Rows from a dataset
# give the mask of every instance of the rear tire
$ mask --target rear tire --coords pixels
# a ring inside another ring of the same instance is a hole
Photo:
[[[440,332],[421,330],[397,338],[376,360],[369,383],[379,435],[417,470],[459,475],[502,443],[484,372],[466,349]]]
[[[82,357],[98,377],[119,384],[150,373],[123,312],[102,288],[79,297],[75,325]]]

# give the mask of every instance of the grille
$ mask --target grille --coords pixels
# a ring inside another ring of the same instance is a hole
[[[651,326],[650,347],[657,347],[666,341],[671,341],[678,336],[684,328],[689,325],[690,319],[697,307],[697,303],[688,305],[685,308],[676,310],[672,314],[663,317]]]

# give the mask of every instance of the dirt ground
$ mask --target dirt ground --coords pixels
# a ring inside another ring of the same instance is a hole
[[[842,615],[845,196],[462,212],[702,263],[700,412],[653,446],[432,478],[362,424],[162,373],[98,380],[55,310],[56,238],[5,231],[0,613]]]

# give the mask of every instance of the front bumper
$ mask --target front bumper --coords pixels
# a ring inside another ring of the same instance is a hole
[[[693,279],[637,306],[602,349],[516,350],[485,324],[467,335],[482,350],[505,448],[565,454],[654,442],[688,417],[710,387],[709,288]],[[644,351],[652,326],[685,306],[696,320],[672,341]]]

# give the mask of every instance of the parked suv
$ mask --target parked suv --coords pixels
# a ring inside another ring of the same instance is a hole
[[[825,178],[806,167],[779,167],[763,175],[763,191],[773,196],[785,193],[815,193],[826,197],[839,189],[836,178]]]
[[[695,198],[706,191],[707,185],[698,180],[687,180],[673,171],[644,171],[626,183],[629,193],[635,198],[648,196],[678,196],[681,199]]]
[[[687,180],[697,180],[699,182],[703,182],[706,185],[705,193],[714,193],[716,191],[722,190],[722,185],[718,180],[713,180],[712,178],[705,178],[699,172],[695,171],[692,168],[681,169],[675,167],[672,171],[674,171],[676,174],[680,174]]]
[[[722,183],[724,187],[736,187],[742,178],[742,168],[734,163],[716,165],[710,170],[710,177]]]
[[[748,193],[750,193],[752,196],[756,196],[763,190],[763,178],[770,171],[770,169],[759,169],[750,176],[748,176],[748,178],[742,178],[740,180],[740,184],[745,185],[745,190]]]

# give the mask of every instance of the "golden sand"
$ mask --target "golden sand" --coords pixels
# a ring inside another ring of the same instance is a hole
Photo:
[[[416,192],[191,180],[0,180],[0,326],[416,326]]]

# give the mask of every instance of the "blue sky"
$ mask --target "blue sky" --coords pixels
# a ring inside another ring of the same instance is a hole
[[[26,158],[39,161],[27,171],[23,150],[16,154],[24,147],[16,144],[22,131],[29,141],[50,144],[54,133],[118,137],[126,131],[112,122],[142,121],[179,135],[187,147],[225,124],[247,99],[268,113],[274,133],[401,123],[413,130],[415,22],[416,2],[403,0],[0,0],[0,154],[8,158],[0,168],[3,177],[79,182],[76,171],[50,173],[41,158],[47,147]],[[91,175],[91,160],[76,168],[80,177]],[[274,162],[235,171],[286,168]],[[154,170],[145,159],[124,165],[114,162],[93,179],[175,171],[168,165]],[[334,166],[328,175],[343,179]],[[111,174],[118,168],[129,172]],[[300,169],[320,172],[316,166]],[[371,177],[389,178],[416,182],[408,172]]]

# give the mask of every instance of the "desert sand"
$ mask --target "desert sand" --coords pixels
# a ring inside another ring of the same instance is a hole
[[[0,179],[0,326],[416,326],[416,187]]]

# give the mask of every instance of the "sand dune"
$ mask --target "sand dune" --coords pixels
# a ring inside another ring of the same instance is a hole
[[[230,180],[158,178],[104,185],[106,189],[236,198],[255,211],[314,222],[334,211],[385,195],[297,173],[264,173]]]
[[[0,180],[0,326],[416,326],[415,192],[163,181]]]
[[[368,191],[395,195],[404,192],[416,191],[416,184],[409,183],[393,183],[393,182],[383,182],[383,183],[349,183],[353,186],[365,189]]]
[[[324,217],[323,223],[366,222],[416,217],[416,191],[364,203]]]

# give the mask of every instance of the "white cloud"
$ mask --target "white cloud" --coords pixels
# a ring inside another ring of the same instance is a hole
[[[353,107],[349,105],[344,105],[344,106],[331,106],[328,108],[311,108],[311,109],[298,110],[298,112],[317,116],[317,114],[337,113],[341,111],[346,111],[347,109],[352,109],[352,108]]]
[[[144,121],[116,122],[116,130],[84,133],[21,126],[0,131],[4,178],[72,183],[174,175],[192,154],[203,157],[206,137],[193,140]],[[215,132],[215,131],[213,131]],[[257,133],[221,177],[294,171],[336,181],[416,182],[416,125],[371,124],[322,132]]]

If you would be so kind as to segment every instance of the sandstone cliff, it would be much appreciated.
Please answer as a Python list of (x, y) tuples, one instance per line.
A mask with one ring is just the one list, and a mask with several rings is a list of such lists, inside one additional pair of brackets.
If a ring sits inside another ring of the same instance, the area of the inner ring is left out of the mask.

__REQUEST__. Write out exactly the lines from the line holding "If you would" through the last line of the data, and nothing besides those lines.

__EXERCISE ANSWER__.
If you would be so kind as to segment every instance of the sandstone cliff, it would be much appreciated.
Please answer as a Python list of (x, y) tuples, one instance per line.
A mask with one ring is just the one list, and a mask with several rings is a list of such lists, inside one additional pair of brackets.
If a ring sits inside another ring of the same instance, the area of the inner ring is left out of the mask.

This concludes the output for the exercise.